### SET EXERCISE A:
In the OpenTelemetry passage, list everything that Layer A, the Envoy sidecar telemetry, is said to see.

### PASSAGE TO READ:
━━━━
Your auto-instrumentation libraries emit the OTel names. Every OTel auto-instrumentation library — the Java agent, the Python instrumentations, the Go instrumentations — emits conventions-compliant attributes. If your manual instrumentation uses custom names, you have two naming schemes in the same service and every query has to handle both.
Every new engineer who joins has to learn your custom convention. OTel conventions are documented, searchable, and shared across the industry. Custom conventions are tribal knowledge that burns onboarding time and creates inconsistency every time someone forgets the rule.
Adopt the OTel conventions as they are. If you have existing instrumentation with different names, use the Collector’s attribute processor to map old names to convention-compliant names during migration, so applications can be updated over time without breaking queries immediately.
OpenTelemetry in a service mesh environment
For teams running Istio with STRICT mTLS — which Week 9 touched on briefly — the relationship between the service mesh and OpenTelemetry deserves specific attention. Three layers of telemetry exist in this environment, and all three need to fit together cleanly.
Telemetry layers in an Istio mTLS environment:
────────────────────────────────────────────────────────────────
Layer A — Envoy sidecar telemetry (network-level)
What it sees → request arrival, response departure, status
code at the proxy boundary, TLS events,
connection pool state
What emits it → Envoy, configured via Istio Telemetry API
Where it goes → can emit OTel spans and metrics directly
via the OpenTelemetry tracing provider
Strength → zero application-code changes required
Limitation → no business context, no app-internal timing,
no database or downstream call granularity
Layer B — Application telemetry (business-level)
━━━━
### RECORD LIST:

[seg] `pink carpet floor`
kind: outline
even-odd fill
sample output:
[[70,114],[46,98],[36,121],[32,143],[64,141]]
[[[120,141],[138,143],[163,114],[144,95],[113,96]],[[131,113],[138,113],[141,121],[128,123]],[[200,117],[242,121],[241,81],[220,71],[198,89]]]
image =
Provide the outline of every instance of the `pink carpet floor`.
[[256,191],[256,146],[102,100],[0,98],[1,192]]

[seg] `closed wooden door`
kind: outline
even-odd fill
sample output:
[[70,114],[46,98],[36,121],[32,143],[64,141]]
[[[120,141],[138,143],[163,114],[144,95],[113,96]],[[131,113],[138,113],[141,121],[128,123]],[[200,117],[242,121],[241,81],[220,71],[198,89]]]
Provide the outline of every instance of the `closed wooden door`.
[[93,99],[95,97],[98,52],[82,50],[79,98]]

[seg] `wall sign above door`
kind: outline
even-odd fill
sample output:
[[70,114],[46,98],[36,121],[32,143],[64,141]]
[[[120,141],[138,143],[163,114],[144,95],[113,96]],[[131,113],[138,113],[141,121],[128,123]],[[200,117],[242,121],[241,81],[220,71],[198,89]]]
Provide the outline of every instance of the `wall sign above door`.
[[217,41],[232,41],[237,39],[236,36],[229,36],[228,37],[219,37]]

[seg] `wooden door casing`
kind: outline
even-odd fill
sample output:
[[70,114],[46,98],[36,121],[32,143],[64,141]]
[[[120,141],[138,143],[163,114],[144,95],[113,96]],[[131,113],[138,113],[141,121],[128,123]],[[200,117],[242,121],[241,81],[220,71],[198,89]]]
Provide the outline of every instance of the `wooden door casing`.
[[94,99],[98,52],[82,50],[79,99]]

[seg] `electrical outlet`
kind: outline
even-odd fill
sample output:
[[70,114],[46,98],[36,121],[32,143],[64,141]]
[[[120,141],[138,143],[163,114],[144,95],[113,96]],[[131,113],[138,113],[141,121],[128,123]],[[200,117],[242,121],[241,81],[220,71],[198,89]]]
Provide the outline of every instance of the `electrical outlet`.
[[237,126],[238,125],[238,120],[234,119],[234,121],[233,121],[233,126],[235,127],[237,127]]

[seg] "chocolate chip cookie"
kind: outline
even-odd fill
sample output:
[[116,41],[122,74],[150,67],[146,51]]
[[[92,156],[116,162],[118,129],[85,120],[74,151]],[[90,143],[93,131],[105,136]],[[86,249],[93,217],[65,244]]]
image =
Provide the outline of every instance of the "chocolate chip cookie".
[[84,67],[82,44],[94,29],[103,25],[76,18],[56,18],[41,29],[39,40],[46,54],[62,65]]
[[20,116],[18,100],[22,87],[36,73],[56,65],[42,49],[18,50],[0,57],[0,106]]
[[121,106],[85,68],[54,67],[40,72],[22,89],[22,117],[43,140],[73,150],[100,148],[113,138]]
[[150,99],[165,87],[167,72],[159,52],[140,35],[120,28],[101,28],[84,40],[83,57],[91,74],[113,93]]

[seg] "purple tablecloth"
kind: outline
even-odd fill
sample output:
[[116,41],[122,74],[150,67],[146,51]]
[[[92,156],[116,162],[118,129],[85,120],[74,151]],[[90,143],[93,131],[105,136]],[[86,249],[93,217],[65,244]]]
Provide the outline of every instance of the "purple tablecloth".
━━━━
### SET EXERCISE B:
Please scale every coordinate in the listing's answers by 2.05 and round to whole numbers, halves up. Write out again all lines of the listing, starting at its first line and ending at the line that contains "[[94,99],[98,52],[82,50],[79,99]]". Keep the requests and their sample outputs unchanged.

### OUTPUT A:
Request arrival
Response departure
Status code at the proxy boundary
TLS events
Connection pool state

### OUTPUT B:
[seg] `pink carpet floor`
kind: outline
even-odd fill
sample output:
[[70,114],[46,98],[36,121],[32,143],[64,141]]
[[[120,141],[138,143],[163,114],[144,95],[113,96]],[[131,113],[138,113],[141,121],[128,123]],[[200,117],[242,121],[241,81],[220,71],[198,89]]]
image =
Provide the outline of every instance of the `pink carpet floor`.
[[525,392],[525,299],[209,205],[0,201],[2,394]]

[seg] `closed wooden door`
kind: outline
even-odd fill
sample output:
[[70,114],[46,98],[36,121],[32,143],[64,141]]
[[[120,141],[138,143],[163,114],[144,95],[113,96]],[[131,113],[138,113],[141,121],[128,123]],[[200,117],[242,121],[241,81],[220,71],[198,89]]]
Provide the outline of every instance of the `closed wooden door`.
[[191,203],[195,199],[201,107],[168,103],[162,201]]

[seg] `wall sign above door`
kind: outline
even-odd fill
sample output:
[[70,114],[46,98],[36,121],[32,143],[64,141]]
[[[120,141],[138,143],[163,114],[144,95],[113,96]],[[131,113],[138,113],[141,121],[128,123]],[[200,117],[242,121],[241,81],[220,71],[198,89]]]
Provide the outline of every instance of the `wall sign above door`.
[[445,84],[476,84],[486,80],[484,74],[469,74],[467,76],[449,76]]

[seg] `wooden door casing`
kind: outline
even-odd fill
sample output:
[[70,114],[46,98],[36,121],[32,143],[64,141]]
[[[120,141],[138,143],[163,114],[144,95],[113,96]],[[131,113],[138,113],[141,121],[128,123]],[[200,117],[242,121],[241,81],[220,71],[198,89]]]
Provide the outline of every instance of the `wooden door casing`.
[[193,203],[201,107],[168,103],[162,203]]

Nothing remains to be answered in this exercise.